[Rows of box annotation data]
----------

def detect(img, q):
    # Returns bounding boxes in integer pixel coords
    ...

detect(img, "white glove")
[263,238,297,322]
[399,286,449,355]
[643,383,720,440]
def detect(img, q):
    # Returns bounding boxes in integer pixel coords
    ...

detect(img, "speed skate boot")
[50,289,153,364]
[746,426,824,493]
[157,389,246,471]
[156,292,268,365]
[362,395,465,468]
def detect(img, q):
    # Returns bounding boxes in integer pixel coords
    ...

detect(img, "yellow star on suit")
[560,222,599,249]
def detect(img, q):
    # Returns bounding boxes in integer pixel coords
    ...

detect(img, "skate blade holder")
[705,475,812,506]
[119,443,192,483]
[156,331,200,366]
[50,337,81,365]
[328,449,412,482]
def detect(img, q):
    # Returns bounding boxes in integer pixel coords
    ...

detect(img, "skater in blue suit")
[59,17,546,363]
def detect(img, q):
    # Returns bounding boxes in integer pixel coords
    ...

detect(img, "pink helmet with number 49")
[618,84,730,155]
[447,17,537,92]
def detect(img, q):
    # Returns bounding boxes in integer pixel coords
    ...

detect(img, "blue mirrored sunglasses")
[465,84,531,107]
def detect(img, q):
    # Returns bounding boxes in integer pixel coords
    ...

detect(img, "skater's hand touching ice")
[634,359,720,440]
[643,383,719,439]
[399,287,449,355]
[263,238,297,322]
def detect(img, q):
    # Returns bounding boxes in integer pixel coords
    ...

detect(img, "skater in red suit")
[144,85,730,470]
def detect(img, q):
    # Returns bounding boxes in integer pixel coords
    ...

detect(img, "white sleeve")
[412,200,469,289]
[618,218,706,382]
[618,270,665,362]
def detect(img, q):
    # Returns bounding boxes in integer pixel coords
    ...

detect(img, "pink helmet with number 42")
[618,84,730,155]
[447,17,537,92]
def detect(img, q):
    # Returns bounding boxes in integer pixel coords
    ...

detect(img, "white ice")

----------

#### [Requirements]
Give these lines again with every "skater" replaced by "racer", leaving everything else unchanged.

#### [The solution]
def detect(img, q):
    # Returns bounding boxes in integer pixel coords
    ...

detect(img, "white glove")
[263,238,297,322]
[399,286,449,355]
[643,383,720,440]
def detect(img, q):
    # Returns bounding boxes in integer pixel coords
    ...

detect(img, "speed skate boot")
[50,289,153,364]
[746,426,824,493]
[157,389,246,471]
[156,292,268,365]
[362,395,465,468]
def detect(img, q):
    # Returns bounding boxes in integer pixel coords
    ...

detect(img, "yellow star on suit")
[560,222,599,249]
def detect(img, q):
    # Returns bounding boxes in integer pixel coords
    ...

detect(img, "skate blade holder")
[705,475,812,506]
[119,443,192,483]
[156,331,200,366]
[50,337,81,365]
[328,449,412,482]
def detect(img, q):
    # Returns bounding boxes in integer pixel coords
    ...

detect(img, "racer in blue suit")
[59,17,546,363]
def detect(img, q):
    # Returns bounding boxes in integer pixel coords
    ...

detect(img, "pink helmet with number 49")
[618,84,730,155]
[447,17,537,92]
def detect(img, q):
    # Returns bounding boxes in integer pixel coords
    ...

detect(img, "blue mirrored sunglasses")
[465,84,531,107]
def detect(img, q):
    # Returns bounding boxes in integer pixel coords
    ...

detect(img, "racer's hand touching ice")
[634,359,720,440]
[643,383,719,439]
[399,287,449,355]
[263,238,297,322]
def detect(img, q):
    # Returns bounding boxes in integer pixel coords
    ...

detect(img, "racer in red suit")
[144,85,730,470]
def detect(img, q):
    # Returns bounding boxes in integer pixel coords
    ...

detect(img, "white sleeve")
[412,200,469,289]
[618,218,706,382]
[618,270,665,362]
def detect(img, q):
    # Returns bounding boxes in integer pixel coords
    ...

detect(img, "pink helmet with number 42")
[618,84,730,155]
[447,17,537,92]
def detect(img, q):
    # Returns bounding boxes in integer pixel coords
    ...

detect(img, "white ice")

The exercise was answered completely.